_What you have to do:_
Locate every row below that contains the word "black", and copy each of those rows. Case counts.

_Items listed in a dataset:_

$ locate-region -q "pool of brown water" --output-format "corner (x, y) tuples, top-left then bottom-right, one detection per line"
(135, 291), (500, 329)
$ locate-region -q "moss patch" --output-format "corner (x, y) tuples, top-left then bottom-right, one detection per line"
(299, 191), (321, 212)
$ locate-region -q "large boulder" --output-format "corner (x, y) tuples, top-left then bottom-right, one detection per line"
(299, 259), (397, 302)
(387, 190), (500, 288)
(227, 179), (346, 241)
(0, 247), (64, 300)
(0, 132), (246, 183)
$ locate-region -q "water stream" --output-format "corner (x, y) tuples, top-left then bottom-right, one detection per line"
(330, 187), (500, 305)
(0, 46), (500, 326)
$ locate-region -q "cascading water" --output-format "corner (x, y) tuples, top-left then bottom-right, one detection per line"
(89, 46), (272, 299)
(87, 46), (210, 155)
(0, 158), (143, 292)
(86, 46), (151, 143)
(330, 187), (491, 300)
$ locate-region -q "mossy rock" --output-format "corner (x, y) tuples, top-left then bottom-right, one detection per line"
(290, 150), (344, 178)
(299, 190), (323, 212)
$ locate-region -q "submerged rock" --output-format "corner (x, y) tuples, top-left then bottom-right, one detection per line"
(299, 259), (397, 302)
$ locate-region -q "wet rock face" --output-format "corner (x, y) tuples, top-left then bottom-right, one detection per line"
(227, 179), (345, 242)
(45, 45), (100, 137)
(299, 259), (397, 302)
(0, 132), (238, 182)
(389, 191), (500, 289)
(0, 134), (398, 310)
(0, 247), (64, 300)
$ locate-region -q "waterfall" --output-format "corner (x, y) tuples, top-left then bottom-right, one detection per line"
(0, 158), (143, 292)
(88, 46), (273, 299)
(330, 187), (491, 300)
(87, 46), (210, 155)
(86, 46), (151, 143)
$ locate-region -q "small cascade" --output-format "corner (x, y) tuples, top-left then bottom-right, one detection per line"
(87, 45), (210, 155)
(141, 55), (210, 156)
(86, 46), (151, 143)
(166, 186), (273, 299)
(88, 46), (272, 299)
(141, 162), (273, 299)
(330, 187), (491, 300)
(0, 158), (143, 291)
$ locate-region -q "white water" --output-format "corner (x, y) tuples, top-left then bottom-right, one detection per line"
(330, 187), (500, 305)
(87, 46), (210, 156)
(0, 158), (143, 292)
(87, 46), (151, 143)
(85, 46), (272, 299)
==
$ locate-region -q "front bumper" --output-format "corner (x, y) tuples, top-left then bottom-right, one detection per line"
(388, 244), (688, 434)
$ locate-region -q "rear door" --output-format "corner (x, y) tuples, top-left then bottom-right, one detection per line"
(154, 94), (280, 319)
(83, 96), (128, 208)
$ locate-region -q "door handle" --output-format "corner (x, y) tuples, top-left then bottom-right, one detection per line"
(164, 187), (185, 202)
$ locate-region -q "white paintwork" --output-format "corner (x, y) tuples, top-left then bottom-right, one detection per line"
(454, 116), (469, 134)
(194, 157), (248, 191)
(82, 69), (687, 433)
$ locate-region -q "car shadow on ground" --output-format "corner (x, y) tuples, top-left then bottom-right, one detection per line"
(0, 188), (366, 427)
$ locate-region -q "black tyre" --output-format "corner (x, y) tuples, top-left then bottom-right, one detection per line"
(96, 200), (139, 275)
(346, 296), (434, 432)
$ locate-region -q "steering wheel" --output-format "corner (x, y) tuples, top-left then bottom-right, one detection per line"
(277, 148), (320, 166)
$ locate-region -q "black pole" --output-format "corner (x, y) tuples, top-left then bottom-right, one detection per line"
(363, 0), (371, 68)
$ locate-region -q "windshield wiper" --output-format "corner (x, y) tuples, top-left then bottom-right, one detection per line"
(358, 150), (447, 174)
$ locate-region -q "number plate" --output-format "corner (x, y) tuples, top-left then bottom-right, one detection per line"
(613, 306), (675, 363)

_Written reply:_
$ locate-region -q "black tyre" --output-format "corner (x, y) tuples, top-left then bottom-right, one detection per line"
$ locate-region -q "black pole" --output-format "corner (x, y) tuples, top-left then bottom-right, one detection per line"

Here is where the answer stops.